* Problem requirements
Write the records out again, exactly.
►
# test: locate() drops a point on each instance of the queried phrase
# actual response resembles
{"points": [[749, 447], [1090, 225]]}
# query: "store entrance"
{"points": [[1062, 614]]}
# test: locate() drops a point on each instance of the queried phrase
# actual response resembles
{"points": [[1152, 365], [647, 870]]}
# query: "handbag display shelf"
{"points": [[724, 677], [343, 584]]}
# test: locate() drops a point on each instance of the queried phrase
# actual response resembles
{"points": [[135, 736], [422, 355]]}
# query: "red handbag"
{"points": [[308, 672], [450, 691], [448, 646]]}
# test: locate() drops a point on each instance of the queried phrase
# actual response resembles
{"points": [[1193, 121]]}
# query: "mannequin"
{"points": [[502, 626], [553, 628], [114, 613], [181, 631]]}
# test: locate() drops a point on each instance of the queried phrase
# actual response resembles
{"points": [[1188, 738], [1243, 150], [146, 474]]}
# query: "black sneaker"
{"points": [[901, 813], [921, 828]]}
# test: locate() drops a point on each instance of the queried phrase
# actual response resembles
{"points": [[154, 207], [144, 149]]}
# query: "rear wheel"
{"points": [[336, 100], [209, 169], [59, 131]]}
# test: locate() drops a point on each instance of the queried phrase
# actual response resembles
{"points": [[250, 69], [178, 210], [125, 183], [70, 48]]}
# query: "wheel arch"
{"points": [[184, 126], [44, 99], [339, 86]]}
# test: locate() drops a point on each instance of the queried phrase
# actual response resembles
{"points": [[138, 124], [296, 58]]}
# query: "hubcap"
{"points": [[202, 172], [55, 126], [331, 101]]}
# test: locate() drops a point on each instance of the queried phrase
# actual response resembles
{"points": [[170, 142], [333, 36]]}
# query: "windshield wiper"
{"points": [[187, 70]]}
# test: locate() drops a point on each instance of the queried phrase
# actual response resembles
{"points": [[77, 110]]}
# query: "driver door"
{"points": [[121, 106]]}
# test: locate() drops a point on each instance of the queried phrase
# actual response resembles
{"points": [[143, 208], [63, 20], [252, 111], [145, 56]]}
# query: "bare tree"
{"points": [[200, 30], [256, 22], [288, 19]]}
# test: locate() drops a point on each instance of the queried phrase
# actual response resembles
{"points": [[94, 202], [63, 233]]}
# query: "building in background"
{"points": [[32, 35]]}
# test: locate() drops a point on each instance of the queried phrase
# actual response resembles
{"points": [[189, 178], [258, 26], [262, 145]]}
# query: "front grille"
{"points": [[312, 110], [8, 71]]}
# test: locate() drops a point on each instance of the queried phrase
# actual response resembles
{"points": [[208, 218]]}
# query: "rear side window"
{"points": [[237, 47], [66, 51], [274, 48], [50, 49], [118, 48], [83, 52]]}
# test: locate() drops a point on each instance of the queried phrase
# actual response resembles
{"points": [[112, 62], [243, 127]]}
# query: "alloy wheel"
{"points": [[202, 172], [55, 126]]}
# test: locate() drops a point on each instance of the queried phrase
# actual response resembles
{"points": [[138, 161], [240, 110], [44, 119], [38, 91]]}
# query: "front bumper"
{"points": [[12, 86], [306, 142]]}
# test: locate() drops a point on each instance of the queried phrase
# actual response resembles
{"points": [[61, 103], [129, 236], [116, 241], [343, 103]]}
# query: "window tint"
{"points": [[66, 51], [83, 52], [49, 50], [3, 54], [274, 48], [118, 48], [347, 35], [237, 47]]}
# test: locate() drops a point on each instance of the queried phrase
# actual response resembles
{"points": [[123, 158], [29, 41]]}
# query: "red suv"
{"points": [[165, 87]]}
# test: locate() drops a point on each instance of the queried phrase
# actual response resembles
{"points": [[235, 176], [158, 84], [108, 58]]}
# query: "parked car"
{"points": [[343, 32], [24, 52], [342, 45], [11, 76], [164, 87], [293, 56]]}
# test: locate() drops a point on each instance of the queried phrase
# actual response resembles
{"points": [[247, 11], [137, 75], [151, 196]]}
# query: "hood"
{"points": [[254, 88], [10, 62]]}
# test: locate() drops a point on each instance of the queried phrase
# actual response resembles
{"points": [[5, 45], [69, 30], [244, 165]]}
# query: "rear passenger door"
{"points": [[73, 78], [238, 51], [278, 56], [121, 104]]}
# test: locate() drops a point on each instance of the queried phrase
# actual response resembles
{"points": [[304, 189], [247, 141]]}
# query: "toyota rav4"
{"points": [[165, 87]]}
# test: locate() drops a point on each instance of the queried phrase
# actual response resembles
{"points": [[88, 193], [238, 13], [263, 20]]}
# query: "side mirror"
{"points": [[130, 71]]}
◄
* Output of the task
# test: locate() drops a point on each instance of the queried phrase
# actual response resembles
{"points": [[749, 447], [1090, 225]]}
# query: "store entrance"
{"points": [[1062, 614]]}
# test: locate() drops a point on each instance of the queried phrase
# actual response resembles
{"points": [[1152, 365], [647, 870]]}
# query: "handbag display shelf"
{"points": [[724, 677], [343, 584]]}
# test: locate() drops a point on each instance of the queried phrase
# actual response resembles
{"points": [[135, 736], [422, 355]]}
# query: "red handbag"
{"points": [[308, 672], [450, 691], [448, 646]]}
# test: locate() drops a point on each instance of the queried phrase
# actual response resembles
{"points": [[1193, 121]]}
# query: "mannequin"
{"points": [[502, 626], [553, 628], [114, 613], [181, 631]]}
# test: locate() drops a point on each instance of the queried phrase
# actual response resembles
{"points": [[1188, 738], [1243, 150], [146, 474]]}
# query: "black sneaker"
{"points": [[901, 813], [921, 828]]}
# test: locate() drops a point on each instance of the queried phrase
# actual response resembles
{"points": [[154, 207], [144, 149]]}
# query: "rear wheel"
{"points": [[336, 100], [209, 169], [59, 131]]}
# test: locate() drops a point on each instance of the queried phrase
# actual response resembles
{"points": [[250, 69], [178, 210], [125, 183], [70, 48]]}
# query: "wheel arch"
{"points": [[184, 126], [44, 99], [339, 86]]}
# test: locate() drops a point on each instance of the queried phrase
# actual response resembles
{"points": [[138, 124], [296, 58]]}
# query: "hubcap"
{"points": [[202, 172], [55, 126], [331, 101]]}
# test: locate() drops a point on each instance of the queried phrase
# actual response resembles
{"points": [[170, 142], [333, 36]]}
# query: "windshield wiper"
{"points": [[187, 70]]}
# test: locate() drops a point on each instance of the queried phrase
# actual response resembles
{"points": [[77, 110]]}
# query: "driver door"
{"points": [[121, 106]]}
# test: locate() drops a point on each instance of the queried phrase
# actual response resembles
{"points": [[143, 208], [63, 20], [252, 111], [145, 56]]}
# query: "bare tree"
{"points": [[200, 30], [256, 22], [288, 19]]}
# test: locate() drops a point on each instance of the queried phrase
# actual response resembles
{"points": [[94, 202], [63, 233]]}
# query: "building in background"
{"points": [[32, 35]]}
# test: locate() drops a point on each instance of the queried phrase
# actual response resembles
{"points": [[189, 178], [258, 26], [262, 145]]}
# query: "front grille"
{"points": [[312, 110], [8, 71]]}
# test: locate() drops a point on each instance of the queried phrase
# actual response resembles
{"points": [[208, 218]]}
# query: "rear side window"
{"points": [[237, 47], [66, 51], [274, 48], [50, 49], [118, 48], [83, 52]]}
# test: locate() drops a point on each instance of the queried phrase
# actual response resembles
{"points": [[112, 62], [243, 127]]}
# query: "alloy wheel"
{"points": [[202, 172], [55, 126]]}
# test: locate() drops a point on each instance of the queried phrase
# actual response resembles
{"points": [[138, 161], [240, 110], [44, 119], [38, 91]]}
# query: "front bumper"
{"points": [[12, 86], [306, 142]]}
# test: locate() drops a point on each instance of the queried phrase
# actual response resembles
{"points": [[61, 103], [129, 236], [116, 241], [343, 103]]}
# query: "window tint"
{"points": [[66, 51], [83, 52], [49, 50], [3, 54], [274, 48], [118, 48], [347, 35], [237, 47]]}
# test: locate() drops a point on each instance of the queried phrase
# actual response resembles
{"points": [[123, 158], [29, 41]]}
# query: "red suv"
{"points": [[165, 87]]}
# test: locate() drops a point on each instance of the queried phrase
# actual response resembles
{"points": [[235, 176], [158, 84], [108, 58]]}
# query: "parked car"
{"points": [[343, 32], [24, 52], [342, 45], [11, 76], [164, 87], [293, 56]]}
# test: locate() drops a point on each instance of the queried phrase
# actual response resembles
{"points": [[247, 11], [137, 75], [151, 196]]}
# query: "hood"
{"points": [[254, 88], [10, 62]]}
# test: locate() drops a point on each instance of the queried phrase
# actual response resembles
{"points": [[5, 45], [69, 30], [244, 165]]}
# query: "rear passenger door"
{"points": [[73, 78], [238, 51], [278, 56], [121, 104]]}
# test: locate() drops a point on each instance of the queried phrase
# actual response resembles
{"points": [[304, 189], [247, 141]]}
# query: "toyota rav4"
{"points": [[165, 87]]}
# test: locate() drops a point on each instance of the queried phrase
# actual response resembles
{"points": [[88, 193], [238, 13], [263, 20]]}
# query: "side mirror"
{"points": [[130, 71]]}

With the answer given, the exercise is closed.